━━━ RECORDS TO USE

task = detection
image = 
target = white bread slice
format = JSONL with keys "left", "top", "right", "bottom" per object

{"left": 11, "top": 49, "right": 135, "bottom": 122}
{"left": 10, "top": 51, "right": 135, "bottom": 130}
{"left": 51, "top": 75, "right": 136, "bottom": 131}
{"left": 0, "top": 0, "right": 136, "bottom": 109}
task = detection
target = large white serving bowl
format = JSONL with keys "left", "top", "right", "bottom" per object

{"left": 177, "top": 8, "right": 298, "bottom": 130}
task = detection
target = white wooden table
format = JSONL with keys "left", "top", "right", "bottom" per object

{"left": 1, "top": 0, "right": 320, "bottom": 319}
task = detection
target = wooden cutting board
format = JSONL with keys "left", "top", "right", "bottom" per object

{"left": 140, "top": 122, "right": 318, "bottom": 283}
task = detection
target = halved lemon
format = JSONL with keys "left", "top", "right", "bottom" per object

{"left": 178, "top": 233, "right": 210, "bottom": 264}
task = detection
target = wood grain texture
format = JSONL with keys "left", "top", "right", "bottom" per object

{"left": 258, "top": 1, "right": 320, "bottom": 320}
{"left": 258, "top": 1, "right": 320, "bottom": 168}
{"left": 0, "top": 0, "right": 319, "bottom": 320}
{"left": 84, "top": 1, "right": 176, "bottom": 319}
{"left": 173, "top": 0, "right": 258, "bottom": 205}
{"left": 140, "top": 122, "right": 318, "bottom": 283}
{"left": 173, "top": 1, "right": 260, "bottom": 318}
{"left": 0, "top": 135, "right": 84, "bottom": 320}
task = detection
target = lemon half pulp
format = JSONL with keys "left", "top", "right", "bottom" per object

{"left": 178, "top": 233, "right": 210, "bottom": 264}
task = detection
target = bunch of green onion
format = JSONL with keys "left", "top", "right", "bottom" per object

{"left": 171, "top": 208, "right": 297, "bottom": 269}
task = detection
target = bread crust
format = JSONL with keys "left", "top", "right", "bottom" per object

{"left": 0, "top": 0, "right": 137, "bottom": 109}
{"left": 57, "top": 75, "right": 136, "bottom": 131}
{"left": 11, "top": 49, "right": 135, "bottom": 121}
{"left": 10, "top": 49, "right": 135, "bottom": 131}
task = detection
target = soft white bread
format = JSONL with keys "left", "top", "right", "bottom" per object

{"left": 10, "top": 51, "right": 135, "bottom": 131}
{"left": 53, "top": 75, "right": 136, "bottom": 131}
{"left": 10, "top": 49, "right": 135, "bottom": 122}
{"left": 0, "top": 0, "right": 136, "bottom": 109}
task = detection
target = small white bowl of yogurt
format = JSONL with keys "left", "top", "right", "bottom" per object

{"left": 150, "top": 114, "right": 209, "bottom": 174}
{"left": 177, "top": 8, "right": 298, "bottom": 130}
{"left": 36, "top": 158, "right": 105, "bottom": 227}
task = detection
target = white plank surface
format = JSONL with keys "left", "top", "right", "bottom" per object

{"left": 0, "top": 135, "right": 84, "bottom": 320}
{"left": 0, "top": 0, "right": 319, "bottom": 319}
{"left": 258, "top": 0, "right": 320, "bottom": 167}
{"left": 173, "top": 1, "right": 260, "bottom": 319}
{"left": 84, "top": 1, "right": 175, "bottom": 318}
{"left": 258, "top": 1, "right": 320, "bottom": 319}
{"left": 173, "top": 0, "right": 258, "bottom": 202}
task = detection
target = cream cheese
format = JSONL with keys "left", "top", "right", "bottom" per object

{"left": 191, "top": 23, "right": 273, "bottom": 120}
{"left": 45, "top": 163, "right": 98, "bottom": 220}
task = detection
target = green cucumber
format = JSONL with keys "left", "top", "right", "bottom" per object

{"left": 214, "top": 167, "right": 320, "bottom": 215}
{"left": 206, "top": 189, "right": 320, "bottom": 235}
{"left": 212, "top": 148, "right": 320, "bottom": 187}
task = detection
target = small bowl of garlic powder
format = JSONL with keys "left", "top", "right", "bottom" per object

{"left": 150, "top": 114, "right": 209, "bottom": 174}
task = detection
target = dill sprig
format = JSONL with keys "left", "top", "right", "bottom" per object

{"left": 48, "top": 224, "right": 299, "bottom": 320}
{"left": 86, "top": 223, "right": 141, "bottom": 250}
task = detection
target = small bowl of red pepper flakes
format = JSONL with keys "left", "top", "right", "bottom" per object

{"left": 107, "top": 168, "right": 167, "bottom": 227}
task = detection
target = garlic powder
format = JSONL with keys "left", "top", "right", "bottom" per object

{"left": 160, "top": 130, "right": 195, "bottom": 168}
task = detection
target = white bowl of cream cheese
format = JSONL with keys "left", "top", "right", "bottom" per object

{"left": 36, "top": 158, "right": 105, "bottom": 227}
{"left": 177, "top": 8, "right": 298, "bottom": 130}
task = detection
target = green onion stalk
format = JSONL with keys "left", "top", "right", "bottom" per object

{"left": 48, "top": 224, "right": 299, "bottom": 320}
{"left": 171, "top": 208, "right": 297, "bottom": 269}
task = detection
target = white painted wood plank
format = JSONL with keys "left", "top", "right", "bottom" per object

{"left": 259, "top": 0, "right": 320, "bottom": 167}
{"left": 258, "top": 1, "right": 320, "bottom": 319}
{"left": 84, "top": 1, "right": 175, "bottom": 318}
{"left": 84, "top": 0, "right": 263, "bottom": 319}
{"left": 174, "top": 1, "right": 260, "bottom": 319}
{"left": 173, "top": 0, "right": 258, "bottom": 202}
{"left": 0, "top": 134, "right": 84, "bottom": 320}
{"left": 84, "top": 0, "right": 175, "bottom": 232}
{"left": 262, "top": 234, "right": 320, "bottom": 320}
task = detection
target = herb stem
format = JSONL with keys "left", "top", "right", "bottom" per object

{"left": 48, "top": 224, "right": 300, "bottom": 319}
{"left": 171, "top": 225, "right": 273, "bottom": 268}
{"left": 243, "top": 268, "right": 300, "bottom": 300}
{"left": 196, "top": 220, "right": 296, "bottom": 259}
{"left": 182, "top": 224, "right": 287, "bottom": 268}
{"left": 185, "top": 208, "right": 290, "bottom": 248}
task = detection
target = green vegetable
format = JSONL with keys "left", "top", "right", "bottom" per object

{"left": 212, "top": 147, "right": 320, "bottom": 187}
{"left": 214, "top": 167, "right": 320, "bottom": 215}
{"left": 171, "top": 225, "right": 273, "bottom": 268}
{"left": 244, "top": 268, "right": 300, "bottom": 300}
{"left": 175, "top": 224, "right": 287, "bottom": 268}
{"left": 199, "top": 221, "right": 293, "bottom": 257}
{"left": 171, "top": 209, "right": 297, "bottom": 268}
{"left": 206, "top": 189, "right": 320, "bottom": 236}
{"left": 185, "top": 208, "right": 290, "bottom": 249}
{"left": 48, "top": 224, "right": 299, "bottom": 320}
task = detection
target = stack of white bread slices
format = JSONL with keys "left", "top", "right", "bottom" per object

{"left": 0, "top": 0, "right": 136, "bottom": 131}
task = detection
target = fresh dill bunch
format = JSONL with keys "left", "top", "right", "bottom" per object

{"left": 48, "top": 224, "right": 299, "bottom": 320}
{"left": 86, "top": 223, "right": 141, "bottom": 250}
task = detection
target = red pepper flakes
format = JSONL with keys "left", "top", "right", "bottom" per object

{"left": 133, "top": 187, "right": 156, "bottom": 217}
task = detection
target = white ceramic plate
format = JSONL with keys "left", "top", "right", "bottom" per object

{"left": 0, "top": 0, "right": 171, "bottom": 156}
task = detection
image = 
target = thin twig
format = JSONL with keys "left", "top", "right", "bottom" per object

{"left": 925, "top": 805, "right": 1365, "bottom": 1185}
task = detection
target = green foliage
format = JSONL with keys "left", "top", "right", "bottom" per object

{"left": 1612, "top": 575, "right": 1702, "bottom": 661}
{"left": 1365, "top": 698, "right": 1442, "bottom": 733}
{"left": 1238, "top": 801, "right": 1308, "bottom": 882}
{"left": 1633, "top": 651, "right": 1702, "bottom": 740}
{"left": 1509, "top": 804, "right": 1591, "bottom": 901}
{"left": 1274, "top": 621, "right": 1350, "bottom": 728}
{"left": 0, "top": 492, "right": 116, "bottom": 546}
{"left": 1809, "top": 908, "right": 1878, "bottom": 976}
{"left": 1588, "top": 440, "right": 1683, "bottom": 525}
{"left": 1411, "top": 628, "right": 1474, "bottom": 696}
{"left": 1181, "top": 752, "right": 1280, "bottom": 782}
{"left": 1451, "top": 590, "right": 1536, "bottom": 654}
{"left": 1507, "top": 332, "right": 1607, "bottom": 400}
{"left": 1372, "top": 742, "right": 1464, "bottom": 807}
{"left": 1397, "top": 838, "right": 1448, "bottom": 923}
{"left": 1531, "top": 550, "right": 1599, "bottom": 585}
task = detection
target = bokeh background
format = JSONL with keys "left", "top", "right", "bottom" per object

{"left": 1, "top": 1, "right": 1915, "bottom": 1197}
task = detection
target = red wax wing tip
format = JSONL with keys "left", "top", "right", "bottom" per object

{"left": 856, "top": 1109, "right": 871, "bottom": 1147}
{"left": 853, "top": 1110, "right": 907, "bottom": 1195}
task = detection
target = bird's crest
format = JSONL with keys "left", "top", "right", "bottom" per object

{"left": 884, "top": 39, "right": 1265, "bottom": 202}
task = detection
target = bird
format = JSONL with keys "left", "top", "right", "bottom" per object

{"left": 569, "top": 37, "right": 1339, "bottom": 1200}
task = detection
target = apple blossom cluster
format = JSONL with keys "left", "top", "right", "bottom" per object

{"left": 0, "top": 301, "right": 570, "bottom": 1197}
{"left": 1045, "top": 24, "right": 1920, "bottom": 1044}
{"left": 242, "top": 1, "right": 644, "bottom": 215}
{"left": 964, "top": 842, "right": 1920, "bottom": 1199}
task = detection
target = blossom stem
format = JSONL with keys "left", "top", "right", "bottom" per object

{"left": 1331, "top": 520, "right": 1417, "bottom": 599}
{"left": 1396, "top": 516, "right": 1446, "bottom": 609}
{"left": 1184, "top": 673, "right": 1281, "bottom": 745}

━━━━━━

◆ INSTRUCTIONS TO FOLLOW
All that is wanted is a faithful reproduction of the line above with "target = lemon half pulp", the line with "target = small white bowl of yogurt", and every line in between.

◆ WRITTEN REPLY
target = lemon half pulp
format = JSONL with keys "left", "top", "right", "bottom" per object

{"left": 178, "top": 233, "right": 210, "bottom": 264}
task = detection
target = bunch of green onion
format = JSONL with keys "left", "top", "right", "bottom" per object

{"left": 171, "top": 208, "right": 297, "bottom": 269}
task = detection
target = bread crust
format = JSONL with keys "left", "top", "right", "bottom" per object

{"left": 0, "top": 0, "right": 137, "bottom": 109}
{"left": 57, "top": 75, "right": 136, "bottom": 131}
{"left": 11, "top": 49, "right": 135, "bottom": 121}
{"left": 10, "top": 49, "right": 135, "bottom": 131}
task = detection
target = soft white bread
format = JSONL with keys "left", "top", "right", "bottom" per object

{"left": 10, "top": 51, "right": 135, "bottom": 131}
{"left": 53, "top": 75, "right": 136, "bottom": 131}
{"left": 10, "top": 49, "right": 135, "bottom": 122}
{"left": 0, "top": 0, "right": 136, "bottom": 109}
task = detection
target = small white bowl of yogurt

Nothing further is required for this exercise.